__THE TASK__
Rewrite all of the lines below, changing every "in this sample" to "in the sample shown" and keeping everything else the same. Leave the pictures out of your answer.

[Excerpts of pointing data]
** Start **
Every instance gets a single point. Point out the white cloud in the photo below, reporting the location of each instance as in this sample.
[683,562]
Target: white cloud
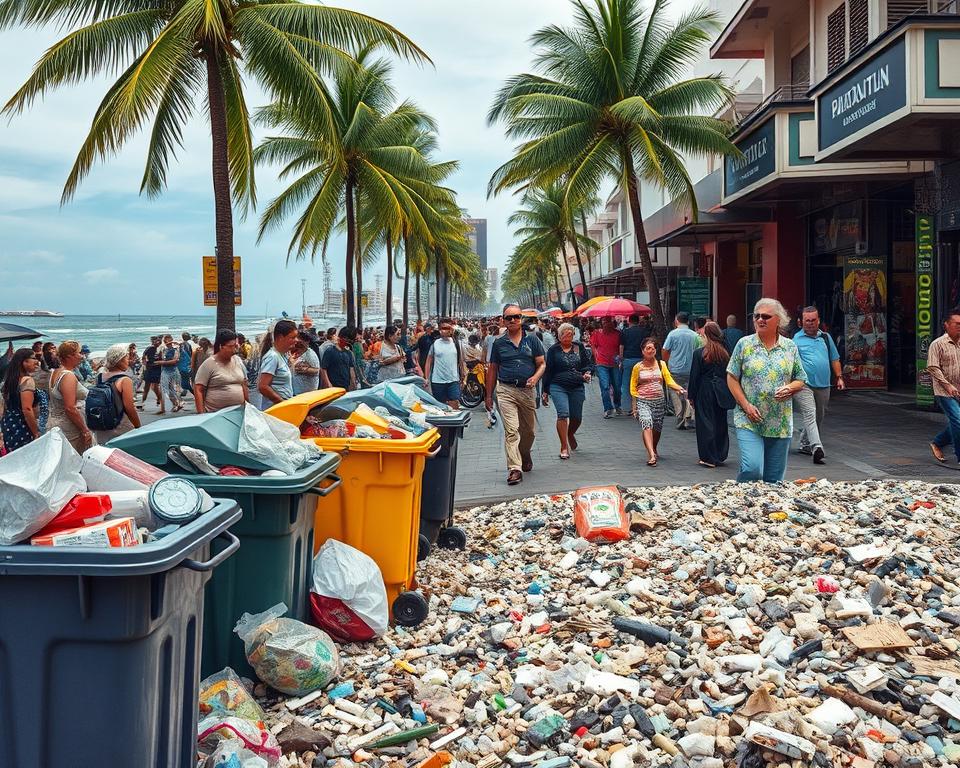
[110,233]
[97,276]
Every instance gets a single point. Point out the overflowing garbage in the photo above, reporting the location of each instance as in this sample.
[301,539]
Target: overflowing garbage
[52,496]
[811,624]
[389,411]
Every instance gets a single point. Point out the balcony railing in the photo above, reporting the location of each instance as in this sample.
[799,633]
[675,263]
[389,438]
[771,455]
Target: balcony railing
[783,94]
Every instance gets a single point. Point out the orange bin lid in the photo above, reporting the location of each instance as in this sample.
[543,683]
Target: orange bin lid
[296,409]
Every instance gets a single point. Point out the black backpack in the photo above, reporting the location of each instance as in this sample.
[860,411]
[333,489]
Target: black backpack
[104,408]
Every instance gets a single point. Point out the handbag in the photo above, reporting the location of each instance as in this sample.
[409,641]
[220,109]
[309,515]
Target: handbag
[722,392]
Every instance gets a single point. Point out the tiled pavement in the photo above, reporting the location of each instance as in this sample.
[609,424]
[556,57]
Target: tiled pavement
[866,435]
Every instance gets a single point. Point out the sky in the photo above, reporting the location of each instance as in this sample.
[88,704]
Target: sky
[112,251]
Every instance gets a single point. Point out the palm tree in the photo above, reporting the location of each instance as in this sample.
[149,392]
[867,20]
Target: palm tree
[172,53]
[609,101]
[547,228]
[359,162]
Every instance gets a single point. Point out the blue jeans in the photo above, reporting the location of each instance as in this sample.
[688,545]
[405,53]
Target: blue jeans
[761,458]
[609,376]
[628,363]
[445,392]
[568,402]
[951,432]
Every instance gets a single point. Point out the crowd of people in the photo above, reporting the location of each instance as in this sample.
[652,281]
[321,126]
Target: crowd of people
[698,373]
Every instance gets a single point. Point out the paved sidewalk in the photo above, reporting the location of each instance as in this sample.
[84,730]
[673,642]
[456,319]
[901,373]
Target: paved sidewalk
[866,435]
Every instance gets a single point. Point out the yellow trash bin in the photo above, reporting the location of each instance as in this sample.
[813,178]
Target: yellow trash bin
[377,507]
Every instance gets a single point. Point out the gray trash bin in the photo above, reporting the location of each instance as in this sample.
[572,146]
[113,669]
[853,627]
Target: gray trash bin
[100,649]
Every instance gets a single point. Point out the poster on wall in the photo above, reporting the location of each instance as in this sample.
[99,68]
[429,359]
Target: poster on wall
[926,237]
[865,312]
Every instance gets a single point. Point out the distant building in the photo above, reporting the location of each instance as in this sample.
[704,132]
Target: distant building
[478,239]
[493,285]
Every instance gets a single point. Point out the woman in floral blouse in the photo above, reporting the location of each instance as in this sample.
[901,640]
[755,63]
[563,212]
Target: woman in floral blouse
[764,373]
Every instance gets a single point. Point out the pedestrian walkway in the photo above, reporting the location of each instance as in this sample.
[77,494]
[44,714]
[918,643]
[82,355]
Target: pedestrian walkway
[866,435]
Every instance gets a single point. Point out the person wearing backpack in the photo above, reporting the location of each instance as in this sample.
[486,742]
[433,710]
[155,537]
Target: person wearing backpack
[445,367]
[110,405]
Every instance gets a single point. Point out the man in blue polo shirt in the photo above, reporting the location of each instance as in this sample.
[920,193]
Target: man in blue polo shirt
[516,366]
[819,355]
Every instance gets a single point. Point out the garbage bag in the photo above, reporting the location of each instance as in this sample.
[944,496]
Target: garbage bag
[273,442]
[348,598]
[231,753]
[258,739]
[600,515]
[223,694]
[287,654]
[36,482]
[228,712]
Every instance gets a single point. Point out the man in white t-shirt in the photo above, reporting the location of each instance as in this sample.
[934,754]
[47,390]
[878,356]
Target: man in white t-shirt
[445,367]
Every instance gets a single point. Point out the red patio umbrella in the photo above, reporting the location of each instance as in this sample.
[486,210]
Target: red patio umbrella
[616,308]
** End **
__ANSWER FOR THIS EXERCISE__
Every instance gets a single point. Point out the white cloud in the photo below, reporting the location of each instance as in the sample shown.
[683,562]
Target: white cloud
[110,233]
[97,276]
Every instance gets a single point. Point out the overflowing garbage in the photo above, reporting the location of each instance as in the sample shown.
[301,539]
Target: overflowing garbage
[52,496]
[811,624]
[389,411]
Every instance gets a single point. Point out the balcony railing in the photo above, reporting the location of each instance as in the sample shown.
[799,633]
[675,263]
[389,438]
[771,455]
Target: balcony railing
[783,94]
Every instance gets a single point. Point out the orange bin lid in the photo above, reporting the location of each instance as in the sample shown.
[543,683]
Target: orange bin lid
[296,409]
Every instance gets a single point. Point out the black backpack in the photo above, reporting the location of each instance as in the sample shown.
[860,411]
[333,489]
Target: black backpack
[104,408]
Every instance gets a single point. Point out the handbag in the photo above, reporting the location of each instance as in the sample shown.
[409,641]
[220,109]
[309,515]
Target: handbag
[722,392]
Every instance gets a single point. Point out the tiled pavement in the photo above, reporting the location of each instance as in the sample shown.
[609,424]
[556,57]
Target: tiled pavement
[866,435]
Every instance gets a single point. Point out the sky in the photo above, reporting the location of each instance as in the sample shown.
[88,704]
Target: sky
[112,251]
Every instance gets a single point. Point out the palm tree in the photo above, reporting the location of each instance as in the sample shown.
[149,392]
[867,20]
Target: palm tree
[172,53]
[609,101]
[547,228]
[359,162]
Every instance gets a single point. Point out the blue jeans in the photo above, reporting the location of each instance as in the sample shown.
[688,545]
[405,53]
Target: blue jeans
[761,458]
[609,376]
[628,363]
[445,392]
[568,402]
[951,432]
Every instance gets a single point. Point out the crowd of people in the photo above, reporting the location of each instance as in the sample shown.
[652,281]
[321,126]
Target: crowd of people
[698,373]
Every instance gets a single point. Point out the paved sidewalk in the photo above, reporting the location of each instance as in the sample shown.
[84,730]
[673,642]
[456,319]
[901,373]
Target: paved sidewalk
[866,435]
Every instance gets a single point. Point out the yellow trash bin in the photo above, reporting the location of each instance as in the sample shown.
[813,178]
Target: yellow trash bin
[377,507]
Every instance gets a single point. Point out the gray trash bin in the photo above, reporting the location of each instance as in the sample shown.
[572,146]
[113,669]
[853,627]
Target: gray trash bin
[100,649]
Every instance gets a single point. Point out the poster on wall in the photo above, reporting the location of each instance as in the sample shown.
[99,68]
[429,359]
Target: poster on wall
[926,237]
[865,312]
Every instance gets a single point. Point out the distant building in the photo above, reporting the location of each instance as in the sample shown.
[704,132]
Target: distant building
[478,239]
[493,285]
Every instance gets a single point. Point out the woman in floral blouse in the photo above, reporting the location of each instance as in the sample shown.
[901,640]
[755,63]
[563,212]
Target: woman in floral blouse
[764,373]
Every instance gets a single point. Point out the pedestrian walkway in the photo above, reporting the location of each instance as in the sample shown.
[77,494]
[44,714]
[918,643]
[82,355]
Target: pedestrian walkway
[866,435]
Every instance gets a single point. Point out the person wearing backpack in the photo above, reporting the location of each instance as in the sample shown.
[486,742]
[433,710]
[155,537]
Target: person wearing backpack
[445,367]
[110,405]
Every instance gets a single point. Point out the man in blue polo shirt in the photo above, reporting the location of each instance as in the sample shown.
[920,193]
Target: man in blue polo shirt
[516,366]
[819,355]
Every instance gets a single point. Point out the garbage bag in the photo above, reporting the location of each instance as in the sample shown.
[944,496]
Target: garbage bag
[273,442]
[348,598]
[231,753]
[258,739]
[600,515]
[223,694]
[287,654]
[36,482]
[228,712]
Every instance gets a single point. Point out the man in white t-shirt in the photo above, reporting the location of each instance as in the sample shown.
[934,754]
[47,390]
[878,356]
Target: man in white t-shirt
[445,367]
Every instance gets a single point. Point out the red patio umbrella in the photo above, reporting the location of each instance as in the sample shown.
[486,210]
Target: red patio umbrella
[616,308]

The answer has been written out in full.